• [Passage shown]
↓

I really want to move the ball up and back.
Like sixchows said, the existing hitch pin hole is forward of
the back edge of the rear tires. On tight turns the back surface
of the tire can bind against the tongue. Lengthening the tongue
won’t help this problem. 

By moving the ball back beyond the back edge of the rear tires, 
the tongue would have to be at an angle of less than 90 Deg. 
before it could come in contact with the tire.


----------



## PeteNM (Sep 18, 2003)

aegt5000

Do you have a sleeve hitch mounted ? If so just make a bracket to fasten on it like any attachment would. I just measured mine and it sits about 4 1/2" behind the tires. I made one and keep the ball on it. I can raise and lower the height with the lift. If I want to pull my little cart I just raise the sleeve hitch clear up and hook the cart to the little whimpy drawbar on the tractor....


----------



## aegt5000 (Feb 22, 2004)

Pete..

I will be using the deck at the same time as the cart. 
If I use the sleeve hitch to hold the ball, I’ll be raising
and lowering the tongue every time I raise and lower
the deck.

↑

Image entries for named regions
↓

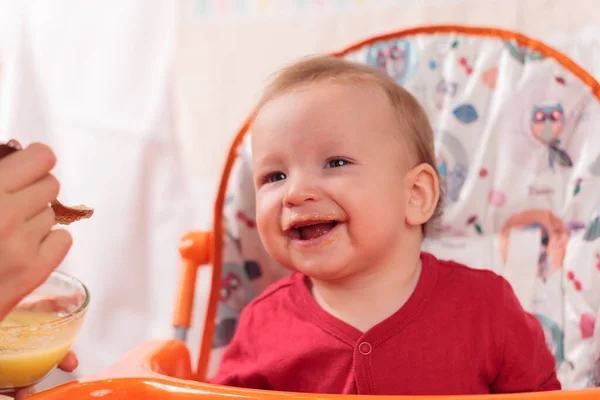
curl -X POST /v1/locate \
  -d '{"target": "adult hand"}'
[0,141,72,320]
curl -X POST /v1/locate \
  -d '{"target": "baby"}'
[211,57,561,395]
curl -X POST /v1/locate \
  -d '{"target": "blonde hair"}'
[254,56,443,235]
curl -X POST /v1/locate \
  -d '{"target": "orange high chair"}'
[33,26,600,400]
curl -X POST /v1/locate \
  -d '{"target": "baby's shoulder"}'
[244,276,293,313]
[428,258,507,300]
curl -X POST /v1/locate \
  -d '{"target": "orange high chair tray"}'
[32,26,600,400]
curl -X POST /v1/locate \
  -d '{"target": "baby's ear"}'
[404,164,440,226]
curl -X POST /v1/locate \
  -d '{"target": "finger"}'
[12,174,60,220]
[15,386,35,400]
[0,143,56,192]
[58,351,79,372]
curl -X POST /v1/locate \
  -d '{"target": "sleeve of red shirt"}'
[208,305,270,390]
[491,278,561,393]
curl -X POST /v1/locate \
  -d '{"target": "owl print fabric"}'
[209,32,600,389]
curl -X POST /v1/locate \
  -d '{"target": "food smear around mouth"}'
[0,310,72,392]
[0,142,94,225]
[296,221,337,240]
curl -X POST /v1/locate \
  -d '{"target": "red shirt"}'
[210,253,561,395]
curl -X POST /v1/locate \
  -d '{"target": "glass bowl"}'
[0,271,90,393]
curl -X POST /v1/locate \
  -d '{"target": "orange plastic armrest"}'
[173,231,213,328]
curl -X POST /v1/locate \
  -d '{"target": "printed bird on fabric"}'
[531,104,573,170]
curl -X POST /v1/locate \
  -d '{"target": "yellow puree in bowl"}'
[0,311,72,389]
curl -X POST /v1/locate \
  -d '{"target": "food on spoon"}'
[0,141,94,225]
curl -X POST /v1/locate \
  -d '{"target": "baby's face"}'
[252,84,409,280]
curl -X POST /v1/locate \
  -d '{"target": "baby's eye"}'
[266,172,286,183]
[327,158,350,168]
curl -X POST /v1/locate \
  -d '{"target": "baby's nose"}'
[283,183,320,207]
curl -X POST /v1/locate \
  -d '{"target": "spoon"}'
[0,140,94,225]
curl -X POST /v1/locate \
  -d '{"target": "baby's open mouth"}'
[287,221,338,240]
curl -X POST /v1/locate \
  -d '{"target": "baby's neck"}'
[311,251,421,332]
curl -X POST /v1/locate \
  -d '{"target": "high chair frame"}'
[32,25,600,400]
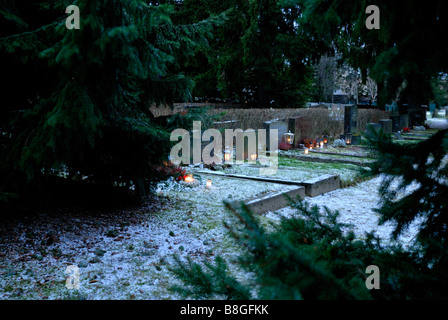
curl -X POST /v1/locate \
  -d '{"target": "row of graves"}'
[161,104,440,213]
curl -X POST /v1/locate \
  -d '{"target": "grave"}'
[400,114,409,130]
[394,132,404,140]
[390,115,403,132]
[380,119,392,134]
[366,122,382,136]
[263,121,288,150]
[344,104,358,134]
[288,116,312,148]
[408,107,426,126]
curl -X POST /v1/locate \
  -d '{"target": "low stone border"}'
[301,174,341,197]
[282,154,369,166]
[197,171,341,197]
[232,187,305,214]
[310,150,375,159]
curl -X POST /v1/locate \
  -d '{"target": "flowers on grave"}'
[303,138,317,149]
[278,142,292,151]
[333,139,347,148]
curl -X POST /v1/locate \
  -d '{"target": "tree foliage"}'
[294,0,448,106]
[164,0,313,107]
[0,0,218,204]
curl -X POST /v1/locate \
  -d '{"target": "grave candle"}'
[205,179,212,189]
[224,148,230,162]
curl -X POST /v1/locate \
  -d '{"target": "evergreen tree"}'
[167,0,313,107]
[0,0,220,204]
[296,0,448,111]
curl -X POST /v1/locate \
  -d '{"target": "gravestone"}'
[366,122,382,136]
[408,107,426,126]
[400,114,409,130]
[386,102,398,112]
[235,129,259,163]
[380,119,392,134]
[394,132,404,140]
[390,115,402,132]
[429,103,436,117]
[344,104,358,134]
[263,121,288,150]
[288,117,312,148]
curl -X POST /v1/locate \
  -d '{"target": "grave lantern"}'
[205,179,212,189]
[284,131,294,144]
[224,147,231,162]
[345,133,352,144]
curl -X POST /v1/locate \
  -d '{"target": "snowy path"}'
[0,176,420,300]
[277,177,417,248]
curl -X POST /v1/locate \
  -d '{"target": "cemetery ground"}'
[0,131,434,300]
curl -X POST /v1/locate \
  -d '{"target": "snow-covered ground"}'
[271,177,418,248]
[0,171,415,299]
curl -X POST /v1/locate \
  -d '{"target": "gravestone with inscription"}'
[344,104,358,134]
[390,115,402,132]
[380,119,392,134]
[408,107,426,126]
[288,117,312,148]
[263,121,288,150]
[366,122,382,136]
[400,114,409,130]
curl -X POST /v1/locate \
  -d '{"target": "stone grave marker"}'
[390,115,402,132]
[408,107,426,126]
[366,122,382,136]
[400,114,409,130]
[262,121,288,150]
[288,117,312,148]
[344,104,358,134]
[380,119,392,134]
[393,132,404,140]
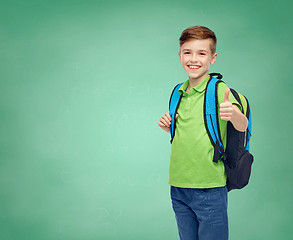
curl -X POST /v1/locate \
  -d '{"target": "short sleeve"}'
[218,82,242,111]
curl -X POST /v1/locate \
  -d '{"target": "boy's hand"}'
[158,112,178,133]
[220,88,235,121]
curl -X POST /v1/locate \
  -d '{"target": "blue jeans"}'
[170,186,229,240]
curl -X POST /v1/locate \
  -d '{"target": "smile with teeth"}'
[188,65,200,69]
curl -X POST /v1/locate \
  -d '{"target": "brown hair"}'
[179,26,217,54]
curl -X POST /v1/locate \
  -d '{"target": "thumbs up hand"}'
[220,88,235,121]
[158,112,178,133]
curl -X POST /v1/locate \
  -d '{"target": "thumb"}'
[224,88,230,102]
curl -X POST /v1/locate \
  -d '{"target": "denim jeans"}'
[170,186,229,240]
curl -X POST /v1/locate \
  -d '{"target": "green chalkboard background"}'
[0,0,293,240]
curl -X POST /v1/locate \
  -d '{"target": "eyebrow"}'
[182,48,208,52]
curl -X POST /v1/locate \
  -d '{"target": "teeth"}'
[189,66,199,69]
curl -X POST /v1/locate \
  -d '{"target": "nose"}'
[191,53,198,62]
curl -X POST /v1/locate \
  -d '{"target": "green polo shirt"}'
[168,75,241,188]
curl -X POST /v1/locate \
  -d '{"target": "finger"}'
[158,121,168,128]
[223,88,230,103]
[220,107,233,113]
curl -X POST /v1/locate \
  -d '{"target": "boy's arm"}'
[220,88,248,132]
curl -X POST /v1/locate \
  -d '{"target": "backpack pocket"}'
[224,149,253,191]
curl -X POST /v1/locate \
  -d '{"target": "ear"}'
[211,53,218,64]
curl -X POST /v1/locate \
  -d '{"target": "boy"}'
[158,26,248,240]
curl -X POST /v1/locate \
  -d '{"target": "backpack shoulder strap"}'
[231,89,251,151]
[169,82,184,143]
[204,74,224,162]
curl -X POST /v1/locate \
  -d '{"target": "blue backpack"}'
[169,73,253,191]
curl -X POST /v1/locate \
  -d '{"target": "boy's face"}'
[178,39,217,81]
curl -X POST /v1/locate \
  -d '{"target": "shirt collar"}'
[178,75,210,95]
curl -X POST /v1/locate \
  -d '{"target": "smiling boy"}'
[158,26,248,240]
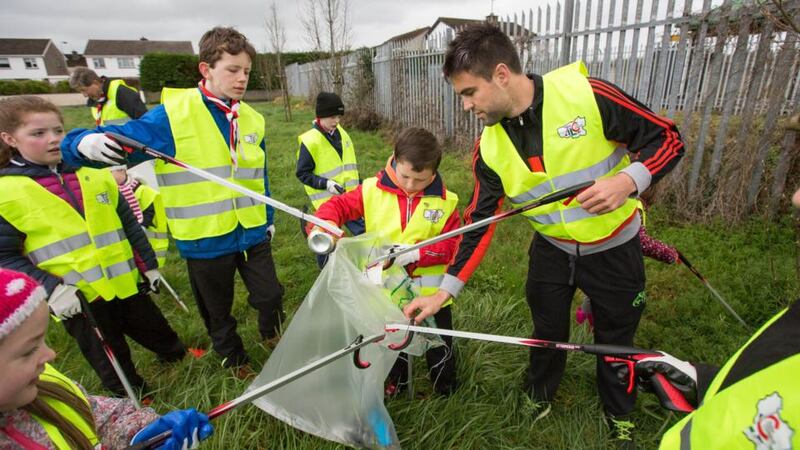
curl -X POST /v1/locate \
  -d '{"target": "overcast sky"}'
[6,0,536,53]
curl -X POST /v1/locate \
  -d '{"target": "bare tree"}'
[302,0,351,95]
[264,2,292,122]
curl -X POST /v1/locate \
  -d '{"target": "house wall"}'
[86,55,142,78]
[0,55,48,80]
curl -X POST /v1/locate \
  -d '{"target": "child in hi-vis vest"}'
[316,128,461,395]
[0,269,214,450]
[0,96,186,396]
[62,27,284,378]
[295,92,364,267]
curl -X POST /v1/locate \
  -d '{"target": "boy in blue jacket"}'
[61,27,284,377]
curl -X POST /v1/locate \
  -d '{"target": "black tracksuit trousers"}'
[186,240,284,367]
[525,234,645,416]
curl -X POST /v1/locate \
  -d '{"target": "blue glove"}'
[131,408,214,450]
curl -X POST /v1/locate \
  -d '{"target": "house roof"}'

↑

List every forum username that appears in the hitch thread, whether as a post header or mentioned within a post. The listing is not required for what follows.

• [Output]
sixchows, PeteNM, aegt5000